TASK BRIEF → In all of the entries below, switch every "Quickstart" to "Getting Started" and rewrite the lines with nothing else changed. Omit the pictures from your answer.
###
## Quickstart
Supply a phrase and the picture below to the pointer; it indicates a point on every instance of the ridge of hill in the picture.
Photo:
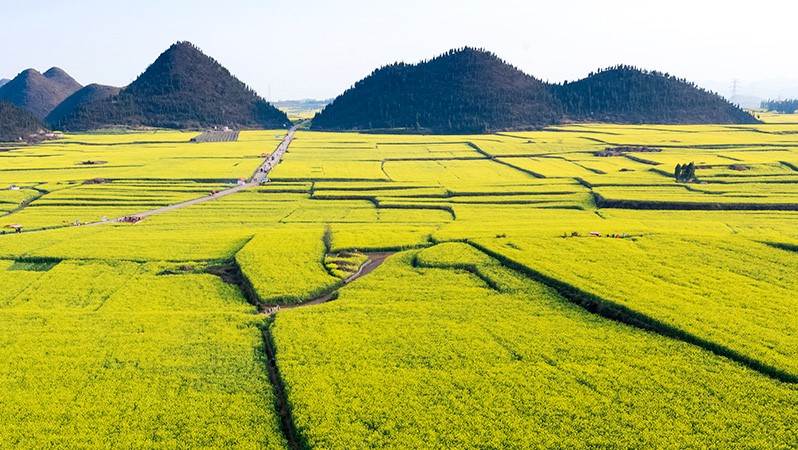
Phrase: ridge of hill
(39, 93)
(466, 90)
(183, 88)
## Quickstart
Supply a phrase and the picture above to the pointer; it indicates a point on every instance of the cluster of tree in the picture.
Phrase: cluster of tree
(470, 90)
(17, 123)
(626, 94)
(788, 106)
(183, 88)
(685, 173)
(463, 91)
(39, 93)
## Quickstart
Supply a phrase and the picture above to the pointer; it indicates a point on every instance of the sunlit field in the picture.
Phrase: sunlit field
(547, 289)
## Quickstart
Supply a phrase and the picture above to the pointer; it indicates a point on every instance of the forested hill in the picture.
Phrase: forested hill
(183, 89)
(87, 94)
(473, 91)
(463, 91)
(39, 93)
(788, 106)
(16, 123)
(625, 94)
###
SOLUTION TO THIS TASK →
## Getting Started
Supply a phrase and the picture below to the pointer; it indicates a point on every instance of the ridge of hill in the picture.
Photo:
Phrase: ridge of hill
(39, 93)
(466, 90)
(183, 88)
## Getting Started
Supply a phrase and the picture above to the pointer; it indicates a point on every instance of the cluster of tree in the picture.
Phrase: cluster of tree
(470, 90)
(17, 123)
(626, 94)
(788, 106)
(183, 88)
(685, 173)
(463, 91)
(39, 93)
## Getting Started
Supply a phrase and the picture above to the pointer; it indicates a point on every instance of the sunlit field in the picture.
Phrase: sunlit field
(547, 289)
## Getting Started
Supply a phrase and the picture above to the pointer; it indicates a point on every instance of the forested hill in the picture.
Phrase: forested hill
(183, 89)
(87, 94)
(473, 91)
(463, 91)
(39, 93)
(788, 106)
(16, 123)
(625, 94)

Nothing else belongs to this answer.